> À faire
Poursuivez le texte sur André Gide, donné plus bas, à partir de sa dernière phrase.

> Extrait du document
De même, est-ce tout à fait son irreligion qu'on lui reproche ? On a montré moins d'humeur envers celle de Valéry ou même d'Anatole France. Gide a déçu cruellement les espoirs qu'il avait fait naître, et que de temps à autre il réveillait, d'un cœur sincère, mais d'un esprit fort lucide et fort sensible à la comédie, comme ceux de Constant. A l'heure où l'on pouvait attendre de lui, non pas, sans doute, un revirement, mais une hésitation, une fatigue, il a durci son attitude et consommé la rupture entre les dogmes et sa pensée. Si du moins il en eût souffert, s'il eût témoigné quelque angoisse à l'approche de la mort ! Mais jamais il ne montra plus de sérénité qu'en ses derniers jours. Dans la mort, qu'il ne séparait point d'un néant absolu, il est entré avec naturel, disant que tout était bien, et que sa vie d'homme lui suffisait, qui se trouvait remplie. Voilà peut-être ce qu'on lui pardonne le moins. Et voilà, je le sais bien, ce qui peut, ce qui doit peiner toute âme chrétienne. Mais ici surtout, ne méconnaissons point le courage et la noblesse d'un homme.
Ici comme là, c'est enfin son indépendance qu'on lui reproche. J'en préciserai une forme particulière, à laquelle je donne une adhésion presque sans réserves : je veux parler de son indépendance d'écrivain. Je ne prétends pas qu'il ait manqué de coquetterie et n'ait rien fait pour sa gloire. Mais il n'a fait aucune bassesse ; il est resté libre ; cette gloire même, il a su en choisir la qualité ; jamais enfin il ne lui a sacrifié la pleine expression de sa pensée et de son art. Je crois me souvenir que jadis quelques-uns de ses amis le pressèrent de songer à l'Académie ; ce fut l'instant qu'il choisit pour publier Corydon. — En regard de ce souvenir, j'en évoque un autre ; j'ai entendu, voilà quelques années, l'un des présents juges d'André Gide s'adresser par téléphone, non pas à un académicien, mais au gendre d'un académicien, sur un tel mode, avec de telles paroles, avec un tel accent de brave homme, d'homme éperdu, d'homme à tout faire... Je renonce à poursuivre, plus à l'aise dans l'admiration que dans le dégoût.

Données tirées d'une collection:
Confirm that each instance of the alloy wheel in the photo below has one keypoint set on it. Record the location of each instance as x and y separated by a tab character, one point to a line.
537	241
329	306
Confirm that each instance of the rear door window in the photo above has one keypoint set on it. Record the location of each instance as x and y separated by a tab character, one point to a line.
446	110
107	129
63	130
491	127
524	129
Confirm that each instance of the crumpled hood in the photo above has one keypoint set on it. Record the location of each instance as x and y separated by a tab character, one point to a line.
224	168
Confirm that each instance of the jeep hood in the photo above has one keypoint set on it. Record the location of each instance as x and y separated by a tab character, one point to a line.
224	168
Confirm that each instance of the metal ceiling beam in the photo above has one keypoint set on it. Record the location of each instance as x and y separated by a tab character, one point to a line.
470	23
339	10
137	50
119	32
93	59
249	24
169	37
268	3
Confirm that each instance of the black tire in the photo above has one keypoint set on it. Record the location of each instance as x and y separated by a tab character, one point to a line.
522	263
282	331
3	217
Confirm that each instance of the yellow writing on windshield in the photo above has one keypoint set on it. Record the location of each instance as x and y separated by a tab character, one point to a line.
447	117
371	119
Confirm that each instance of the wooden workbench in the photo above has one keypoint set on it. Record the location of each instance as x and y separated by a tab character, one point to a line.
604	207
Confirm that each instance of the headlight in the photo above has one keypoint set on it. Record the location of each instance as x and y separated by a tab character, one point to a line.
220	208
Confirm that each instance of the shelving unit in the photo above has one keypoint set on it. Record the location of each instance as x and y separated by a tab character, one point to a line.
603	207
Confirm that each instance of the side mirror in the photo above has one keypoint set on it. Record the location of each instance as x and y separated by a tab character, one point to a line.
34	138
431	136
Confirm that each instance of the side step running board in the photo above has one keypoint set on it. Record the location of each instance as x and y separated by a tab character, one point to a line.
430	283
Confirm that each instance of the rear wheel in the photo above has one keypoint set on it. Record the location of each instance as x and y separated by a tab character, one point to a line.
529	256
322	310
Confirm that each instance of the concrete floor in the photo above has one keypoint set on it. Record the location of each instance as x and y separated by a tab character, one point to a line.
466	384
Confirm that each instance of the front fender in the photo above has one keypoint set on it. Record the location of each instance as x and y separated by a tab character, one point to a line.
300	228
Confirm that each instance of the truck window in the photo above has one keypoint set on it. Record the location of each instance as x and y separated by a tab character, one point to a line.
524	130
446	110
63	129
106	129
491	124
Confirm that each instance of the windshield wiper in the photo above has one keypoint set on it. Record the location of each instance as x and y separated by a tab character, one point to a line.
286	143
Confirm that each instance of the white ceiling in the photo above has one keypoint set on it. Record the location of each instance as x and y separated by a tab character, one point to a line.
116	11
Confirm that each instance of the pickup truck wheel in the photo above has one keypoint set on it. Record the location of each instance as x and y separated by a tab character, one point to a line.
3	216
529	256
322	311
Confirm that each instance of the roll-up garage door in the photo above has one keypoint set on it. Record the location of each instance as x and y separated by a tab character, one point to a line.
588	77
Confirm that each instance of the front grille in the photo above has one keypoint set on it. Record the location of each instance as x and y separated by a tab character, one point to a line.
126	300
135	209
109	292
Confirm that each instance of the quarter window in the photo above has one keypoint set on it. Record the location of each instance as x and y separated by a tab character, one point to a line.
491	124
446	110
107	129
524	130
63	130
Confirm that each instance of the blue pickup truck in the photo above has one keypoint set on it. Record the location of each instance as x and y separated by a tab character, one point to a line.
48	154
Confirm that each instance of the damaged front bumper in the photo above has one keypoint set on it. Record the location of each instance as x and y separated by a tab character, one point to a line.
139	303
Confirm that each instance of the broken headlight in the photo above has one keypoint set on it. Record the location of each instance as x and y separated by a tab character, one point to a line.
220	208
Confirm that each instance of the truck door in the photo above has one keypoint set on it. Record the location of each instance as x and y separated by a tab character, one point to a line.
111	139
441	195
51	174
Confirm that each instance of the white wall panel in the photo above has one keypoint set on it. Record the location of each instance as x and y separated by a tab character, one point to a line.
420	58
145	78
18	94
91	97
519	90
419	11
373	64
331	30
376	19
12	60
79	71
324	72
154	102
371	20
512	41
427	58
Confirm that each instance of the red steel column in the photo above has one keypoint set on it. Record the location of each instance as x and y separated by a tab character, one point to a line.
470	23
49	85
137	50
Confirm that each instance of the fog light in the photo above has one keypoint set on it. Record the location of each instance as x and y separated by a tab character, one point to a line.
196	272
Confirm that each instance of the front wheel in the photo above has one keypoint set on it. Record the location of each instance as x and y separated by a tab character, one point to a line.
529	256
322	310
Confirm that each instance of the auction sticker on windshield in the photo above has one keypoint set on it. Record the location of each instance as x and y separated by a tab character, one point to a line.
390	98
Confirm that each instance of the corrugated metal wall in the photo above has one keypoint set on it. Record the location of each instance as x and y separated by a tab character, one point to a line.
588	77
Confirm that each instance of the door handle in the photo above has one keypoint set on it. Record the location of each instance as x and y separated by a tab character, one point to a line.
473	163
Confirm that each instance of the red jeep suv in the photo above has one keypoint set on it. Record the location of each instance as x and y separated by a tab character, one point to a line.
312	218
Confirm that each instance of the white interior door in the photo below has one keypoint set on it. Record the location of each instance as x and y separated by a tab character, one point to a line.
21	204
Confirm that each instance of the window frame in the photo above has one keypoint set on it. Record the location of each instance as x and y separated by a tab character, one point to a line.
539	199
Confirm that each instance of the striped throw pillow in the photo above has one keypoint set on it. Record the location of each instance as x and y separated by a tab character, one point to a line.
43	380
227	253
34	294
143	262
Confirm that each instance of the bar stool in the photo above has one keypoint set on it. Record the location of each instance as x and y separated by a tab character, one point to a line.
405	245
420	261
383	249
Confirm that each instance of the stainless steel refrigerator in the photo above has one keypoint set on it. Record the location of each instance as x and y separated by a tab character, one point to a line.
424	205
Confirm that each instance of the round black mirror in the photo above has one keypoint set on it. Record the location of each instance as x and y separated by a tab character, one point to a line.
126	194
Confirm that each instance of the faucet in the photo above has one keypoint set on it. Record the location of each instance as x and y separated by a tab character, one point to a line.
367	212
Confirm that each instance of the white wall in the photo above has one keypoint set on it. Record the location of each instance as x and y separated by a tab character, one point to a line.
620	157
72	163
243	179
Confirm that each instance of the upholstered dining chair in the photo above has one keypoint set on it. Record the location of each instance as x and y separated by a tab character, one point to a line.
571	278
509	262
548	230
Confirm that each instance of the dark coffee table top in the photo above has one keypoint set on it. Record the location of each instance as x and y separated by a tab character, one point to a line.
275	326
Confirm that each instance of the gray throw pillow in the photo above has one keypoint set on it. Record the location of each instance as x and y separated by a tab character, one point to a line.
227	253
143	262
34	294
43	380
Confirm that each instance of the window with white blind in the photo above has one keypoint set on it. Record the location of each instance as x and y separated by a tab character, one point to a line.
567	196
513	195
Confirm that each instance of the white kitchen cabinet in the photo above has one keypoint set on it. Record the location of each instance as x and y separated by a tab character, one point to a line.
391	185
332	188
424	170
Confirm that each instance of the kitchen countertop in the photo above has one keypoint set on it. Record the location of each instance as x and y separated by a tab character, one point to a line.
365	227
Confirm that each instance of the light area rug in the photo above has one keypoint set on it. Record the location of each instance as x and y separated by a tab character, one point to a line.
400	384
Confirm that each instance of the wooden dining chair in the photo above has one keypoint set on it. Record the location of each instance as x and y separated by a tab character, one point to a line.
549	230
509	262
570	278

> Réponse
Au demeurant, je n'ai jamais été l'un des familiers de Gide, encore que, jeune écrivain, j'aie subi son influence et reçu, sans l'avoir cherché, son appui. Je ne l'ai vu de ma vie que huit ou dix fois, soit à la N.R.F., soit chez un ami commun. Je parle de lui en pleine liberté, comme j'ai toujours fait, et non pas toujours sans qu'il en fût irrité. J'avoue que je l'ai peu lu ces dernières années. Je reconnais aussi qu'une partie de son œuvre me laisse indifférent, ou m'agace ; que certains éléments de sa morale et même de sa sensibilité, non les moindres, ne rencontrent en moi qu'opposition. Mais il n'est rien là qui puisse me dérober la beauté de cette œuvre, l'harmonieux développement de cette vie et l'importance de cette figure.
Je reviens aux jeunes gens qui déclarent : « Nous ne le connaissons pas. » Entendons qu'ils ne veulent pas le connaître ; ils lui reprochent très exactement d'avoir fait son temps, qui n'est pas le leur. C'est qu'ils ont des soucis, des problèmes, une angoisse, que Gide, par lui-même, n'a pas connus. Certes, ils peuvent à bon droit, dans la vie d'André Gide, voir une vie miraculeusement privilégiée. Mais Gide a su se rendre digne de telles conditions, et ce n'était pas facile. Elles lui ont permis de donner à son chant toutes les nuances et l'ampleur qui le rendent « exemplaire ». Que ce chant, dans le monde actuel, semble assez étrange et même paradoxal, je ne doute point pourtant qu'il ne garde, pour des jours meilleurs, son plein sens et sa vertu possible. Après tout, il n'est pas dit que l'homme soit né pour la misère, l'humiliation et le mensonge.
Depuis un demi-siècle, plus peut-être que tout autre écrivain, Gide a honoré et servi la France. Il n'est guère que la France pour en douter encore. Non pas toute la France, je le sais bien. Et ce ne sont pas ses éléments les moins purs, ni les moins jeunes, qui ont salué décemment cet homme libre, ce grand artiste."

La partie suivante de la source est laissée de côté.